── Dataset

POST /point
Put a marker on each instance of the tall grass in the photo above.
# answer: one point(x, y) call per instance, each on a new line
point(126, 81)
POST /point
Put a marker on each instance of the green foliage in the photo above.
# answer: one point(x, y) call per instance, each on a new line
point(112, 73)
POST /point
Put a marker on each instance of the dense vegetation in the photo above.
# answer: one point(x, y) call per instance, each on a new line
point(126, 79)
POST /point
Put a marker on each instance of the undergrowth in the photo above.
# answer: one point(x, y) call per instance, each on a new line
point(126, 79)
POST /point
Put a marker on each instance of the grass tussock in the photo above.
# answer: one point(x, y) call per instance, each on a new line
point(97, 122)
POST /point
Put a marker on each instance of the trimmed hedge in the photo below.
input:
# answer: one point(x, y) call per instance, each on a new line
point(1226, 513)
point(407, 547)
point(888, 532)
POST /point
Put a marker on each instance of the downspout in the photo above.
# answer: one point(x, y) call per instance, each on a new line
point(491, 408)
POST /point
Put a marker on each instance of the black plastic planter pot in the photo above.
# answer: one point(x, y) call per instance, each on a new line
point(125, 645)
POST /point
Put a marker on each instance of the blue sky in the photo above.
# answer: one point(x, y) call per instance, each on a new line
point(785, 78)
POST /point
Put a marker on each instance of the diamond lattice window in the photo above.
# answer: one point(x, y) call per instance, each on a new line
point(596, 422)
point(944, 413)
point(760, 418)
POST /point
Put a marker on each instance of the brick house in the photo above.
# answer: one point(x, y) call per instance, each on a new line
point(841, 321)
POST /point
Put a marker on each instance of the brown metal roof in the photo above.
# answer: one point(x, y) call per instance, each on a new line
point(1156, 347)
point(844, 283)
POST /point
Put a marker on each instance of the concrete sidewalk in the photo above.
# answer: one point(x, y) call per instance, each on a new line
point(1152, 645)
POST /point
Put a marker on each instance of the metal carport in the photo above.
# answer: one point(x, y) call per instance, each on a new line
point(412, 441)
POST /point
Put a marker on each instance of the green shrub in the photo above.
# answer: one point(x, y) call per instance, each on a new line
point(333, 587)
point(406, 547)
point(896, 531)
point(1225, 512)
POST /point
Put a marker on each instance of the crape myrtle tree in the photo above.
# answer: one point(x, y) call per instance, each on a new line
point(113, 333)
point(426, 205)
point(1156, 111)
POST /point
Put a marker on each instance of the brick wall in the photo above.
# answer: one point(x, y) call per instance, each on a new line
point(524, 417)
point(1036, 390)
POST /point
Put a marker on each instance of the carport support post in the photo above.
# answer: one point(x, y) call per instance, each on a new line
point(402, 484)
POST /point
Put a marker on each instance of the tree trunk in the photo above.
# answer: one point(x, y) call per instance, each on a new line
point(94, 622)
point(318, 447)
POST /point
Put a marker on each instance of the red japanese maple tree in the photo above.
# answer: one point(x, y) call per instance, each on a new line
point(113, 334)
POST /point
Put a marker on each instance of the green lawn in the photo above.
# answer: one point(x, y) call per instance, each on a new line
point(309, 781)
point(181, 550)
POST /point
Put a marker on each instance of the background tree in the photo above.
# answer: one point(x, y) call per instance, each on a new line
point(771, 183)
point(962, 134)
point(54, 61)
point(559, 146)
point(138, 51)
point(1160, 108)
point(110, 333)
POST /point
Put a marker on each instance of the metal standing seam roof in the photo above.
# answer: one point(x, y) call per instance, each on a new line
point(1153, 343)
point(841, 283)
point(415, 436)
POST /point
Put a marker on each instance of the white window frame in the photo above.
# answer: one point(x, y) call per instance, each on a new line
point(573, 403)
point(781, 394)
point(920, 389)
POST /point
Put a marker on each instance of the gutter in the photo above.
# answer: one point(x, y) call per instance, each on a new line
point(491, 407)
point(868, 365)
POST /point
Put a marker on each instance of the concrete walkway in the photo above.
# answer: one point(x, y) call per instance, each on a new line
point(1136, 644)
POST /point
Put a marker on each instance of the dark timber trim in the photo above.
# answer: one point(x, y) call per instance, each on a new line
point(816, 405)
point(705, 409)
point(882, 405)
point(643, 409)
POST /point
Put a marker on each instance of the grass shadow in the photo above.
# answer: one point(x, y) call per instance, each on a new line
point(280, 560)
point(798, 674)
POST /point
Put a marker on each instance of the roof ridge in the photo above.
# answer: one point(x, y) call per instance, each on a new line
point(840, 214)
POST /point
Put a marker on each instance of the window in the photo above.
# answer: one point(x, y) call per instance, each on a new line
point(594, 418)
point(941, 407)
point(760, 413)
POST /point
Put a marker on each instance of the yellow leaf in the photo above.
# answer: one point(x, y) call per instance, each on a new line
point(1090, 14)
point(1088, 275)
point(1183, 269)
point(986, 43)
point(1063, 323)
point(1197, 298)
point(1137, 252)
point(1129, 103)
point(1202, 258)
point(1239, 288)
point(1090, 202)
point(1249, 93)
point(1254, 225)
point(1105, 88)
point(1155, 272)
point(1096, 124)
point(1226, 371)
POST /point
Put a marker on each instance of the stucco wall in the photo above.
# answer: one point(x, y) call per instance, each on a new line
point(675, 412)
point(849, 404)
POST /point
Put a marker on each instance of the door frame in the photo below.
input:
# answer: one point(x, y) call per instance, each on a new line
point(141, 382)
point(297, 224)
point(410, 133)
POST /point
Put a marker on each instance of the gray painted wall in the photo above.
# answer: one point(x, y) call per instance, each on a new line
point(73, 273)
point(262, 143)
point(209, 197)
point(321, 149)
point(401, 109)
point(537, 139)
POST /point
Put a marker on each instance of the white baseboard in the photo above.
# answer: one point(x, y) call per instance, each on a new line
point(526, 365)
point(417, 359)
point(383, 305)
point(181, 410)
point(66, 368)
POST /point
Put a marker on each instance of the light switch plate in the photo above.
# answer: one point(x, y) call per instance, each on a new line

────

== Task to carry out ==
Can you write out all of the records above again, switching every "Put a marker" to "Place a pin" and leaving everything else unchanged?

== Answer for this exercise ==
POST /point
Place a pin on each instance of the tall grass in the photo above.
# answer: one point(x, y) call per instance, each on a new line
point(126, 81)
POST /point
Place a pin on each instance of the green foliage in the photo above.
# answer: one point(x, y) call per instance, each on a new line
point(112, 73)
POST /point
Place a pin on each instance of the dense vegetation in the photo above.
# answer: one point(x, y) call per instance, each on a new line
point(126, 79)
POST /point
Place a pin on each instance of the undergrowth in the photo above.
# answer: one point(x, y) call per instance, each on a new line
point(126, 79)
POST /point
Place a pin on each instance of the grass tussock in the photo above.
# answer: one point(x, y) call per instance, each on a new line
point(97, 122)
POST /point
Place a pin on each instance of the trimmed hedge in the photo below.
input:
# answer: one point(x, y) call per instance, each on a new line
point(1226, 513)
point(407, 547)
point(888, 532)
POST /point
Place a pin on each instance of the downspout in the photo above.
# answer: one point(x, y) call per instance, each on a new line
point(491, 408)
POST /point
Place a pin on each instance of the black plastic planter pot in the photo above.
# answer: one point(x, y) call per instance, each on a new line
point(125, 645)
POST /point
Place a pin on each instance of the blue sky in the photo above.
# answer: one point(x, y) call per instance, each on a new line
point(785, 78)
POST /point
Place a pin on each instance of the diamond lattice window in the photo above.
# answer: one point(x, y) call per instance, each on a new line
point(596, 422)
point(944, 413)
point(760, 418)
POST /point
Place a pin on each instance of the brick house in the photo above.
# answer: one point(x, y) call per instance, each on a new line
point(841, 321)
POST /point
Place a pin on each instance of the brown metal roof in the photo above.
# answer: one point(x, y) call per instance, each on a new line
point(1156, 347)
point(844, 283)
POST /point
Place a pin on each instance of the concrete sidewalk in the photo above.
# answer: one point(x, y) call per instance, each on a new line
point(1152, 645)
POST /point
Place a pin on each instance of the metal carport in the photo above.
# answer: one point(x, y) call per instance, each on a new line
point(412, 441)
POST /point
Place a pin on each instance of the green shrub in the photo above.
# answer: one point(x, y) call per instance, each on a new line
point(333, 587)
point(406, 547)
point(896, 531)
point(1225, 512)
POST /point
Place a pin on each instance of the crape myrtle tree in the photo above.
# answer: one point(x, y) call per instance, each on a new line
point(113, 333)
point(426, 205)
point(1156, 111)
POST /point
Place a pin on each instance of the brick wall in the photo above.
# answer: one point(x, y) call per instance, each on a new line
point(524, 417)
point(1036, 390)
POST /point
Place a pin on each instance of the carport support post in the photo above.
# answer: one point(x, y) call per instance, each on a new line
point(402, 484)
POST /point
Place a pin on each instance of the tree trunk in the photo above.
# answer: one point(x, y) call per instance, each on a new line
point(94, 622)
point(318, 447)
POST /point
Place a pin on each instance of the red japanese maple tree in the photo above.
# answer: one point(x, y) call per instance, each on a new line
point(113, 334)
POST /point
Place a pin on each instance of the green lawn in the photo above.
# answer: one point(x, y) call per instance, each on a new line
point(309, 781)
point(181, 550)
POST /point
Place a pin on each instance of the background tree in the photo above.
# answer: one point(x, y) call per instance, each on a new line
point(771, 183)
point(962, 134)
point(54, 61)
point(559, 146)
point(138, 51)
point(1160, 108)
point(110, 333)
POST /point
Place a pin on each instance of the metal standing seam roof in the photo above.
# answer: one point(x, y) call per instance, each on a new line
point(1153, 343)
point(841, 283)
point(415, 436)
POST /point
Place a pin on each instance of the white window frame in the photo above.
# answer: one point(x, y) call per instance, each on a new line
point(573, 403)
point(781, 394)
point(920, 389)
POST /point
Place a pin on each instance of the gutter in the photo above.
# answer: one point(x, y) call per instance, each on a new line
point(491, 407)
point(868, 365)
POST /point
Place a pin on each instance of the concrete walkway in the photo above.
# answer: one point(x, y) call per instance, each on a new line
point(1136, 644)
POST /point
Place a pin on each instance of the dark timber trim in the photo above.
# answer: one point(x, y) call per instance, each on a new line
point(816, 405)
point(705, 409)
point(882, 405)
point(643, 409)
POST /point
Place a pin on each instance of the grass shadow in the photo above.
# answer: one point(x, y) call per instance, each on a new line
point(280, 560)
point(798, 674)
POST /point
Place a pin on each instance of the roof ridge in the photo above.
# answer: one point(x, y) call per instance, each on a new line
point(840, 214)
POST /point
Place a pin on each instance of the window in the photo above.
# answer: one point(x, y) call per instance, each on a new line
point(594, 418)
point(941, 407)
point(760, 413)
POST /point
Place a pin on each instance of the yellow leaf in the photo above.
# answer: one point(x, y) call per instance, each on a new line
point(1090, 14)
point(1088, 275)
point(1183, 269)
point(986, 43)
point(1063, 323)
point(1197, 298)
point(1137, 252)
point(1129, 103)
point(1202, 258)
point(1239, 288)
point(1090, 202)
point(1249, 93)
point(1254, 225)
point(1105, 88)
point(1155, 272)
point(1096, 124)
point(1226, 371)
POST /point
Place a pin on each instance of the stucco wall in the photo above.
# answer: one point(x, y) call per instance, each on a new line
point(675, 412)
point(849, 404)
POST /point
Place a pin on each instance of the door frame in the photo below.
input:
# answer: one point(x, y) call per instance, each on a new line
point(141, 382)
point(297, 224)
point(410, 133)
POST /point
Place a pin on each instance of the gray painted wall in the photo above.
# answer: one point(x, y) call per instance, each on a new line
point(73, 273)
point(262, 143)
point(209, 197)
point(321, 149)
point(401, 109)
point(537, 139)
POST /point
Place a pin on each instance of the white baseboard in the photo above.
# answer: one point(x, y) call per instance, each on a new line
point(526, 365)
point(417, 359)
point(383, 305)
point(181, 410)
point(66, 368)
POST /point
Place a pin on each instance of the light switch plate in the photo above.
# answer: one point(x, y) call per instance, each on a new line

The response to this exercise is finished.